Но Иван бывал приглашенной звездой, не совсем из нашей компании. И «Митьков» будущих еще не было с нами в том году. Было много сестренок. Из художников — Вермишев, Угринович.
Придет пора писать мемуары, напишем об этом золотом времени. «Конец митьков» — не мемуары, а комментарии к концу «Митьков». Хотя даже про жанр мемуаров Наталья Трауберг отозвалась жестко: «Это и соблазн беспощадности, и соблазн самохвальства, и сбой памяти, и наконец то, что мы не знаем всей правды», а потому, как великолепно сказала Екатерина Андреева, «хорошо смеется тот, кто последним пишет мемуары». А что до чистой правды — ее мы узнаем только на Страшном Суде.
Сейчас я стараюсь описать реальное положение дел (уже не fiction, не художественную литературу пишу), но каждое событие, каждый человек могут быть реалистически описаны по-разному, в зависимости от освещения и положения наблюдателя.
Возьмем такого одиозного персонажа, как Гитлер. Вряд ли кто-нибудь усомнится, что к своей собаке Блонди он был развернут самой лучшей стороной, и, если бы она могла оставить нам реалистичное описание Гитлера, это оказался бы очень привлекательный человек. Да и к Еве Браун Гитлер был развернут хорошей стороной, и ко многим умным военачальникам, а вот к своему братку дорогому, братушке Эрнсту Рему, он вдруг развернулся совсем с другой стороны. Вспоминая судьбу Рема, Дантона, Бухарина и тьмы им подобных, благоговейно изумляешься: это сколько же в митьках было страшной силы гуманизма, что они в самом начале своего победоносного движения не пожрали друг друга? Не могут пожрать друг друга только битники всякие, анонимные алкоголики да хиппи волосатые — у них нет политбюро, чтобы верным курсом вести низовых товарищей...
Есть места, куда Митя и сейчас развернут своей лучшей стороной, — к своей семье. И «Дом Надежды на Горе», реабилитационный центр для алкоголиков, — Митя, мне кажется, только хорошее там делает, вот ему бы и действовать в этом направлении.

__ЗАДАНИЕ__
Кому, согласно тексту о «Митьках», принадлежат слова «хорошо смеется тот, кто последним пишет мемуары»?

__ИСХОДНЫЕ ДАННЫЕ__

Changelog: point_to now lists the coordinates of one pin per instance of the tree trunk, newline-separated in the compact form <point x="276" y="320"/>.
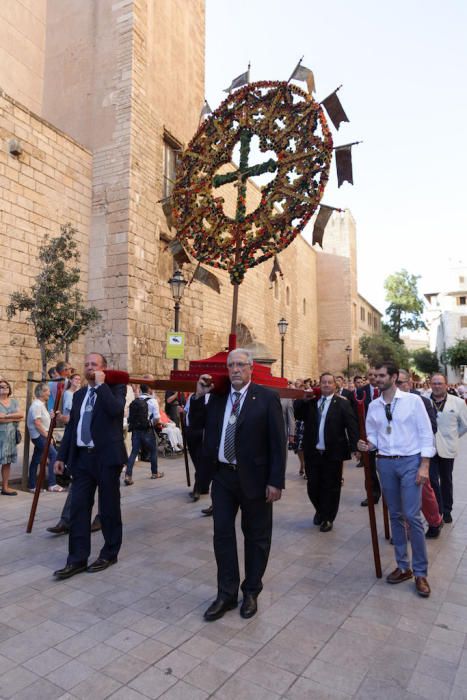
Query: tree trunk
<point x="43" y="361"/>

__ПРАВИЛЬНЫЙ ОТВЕТ__
Екатерине Андреевой.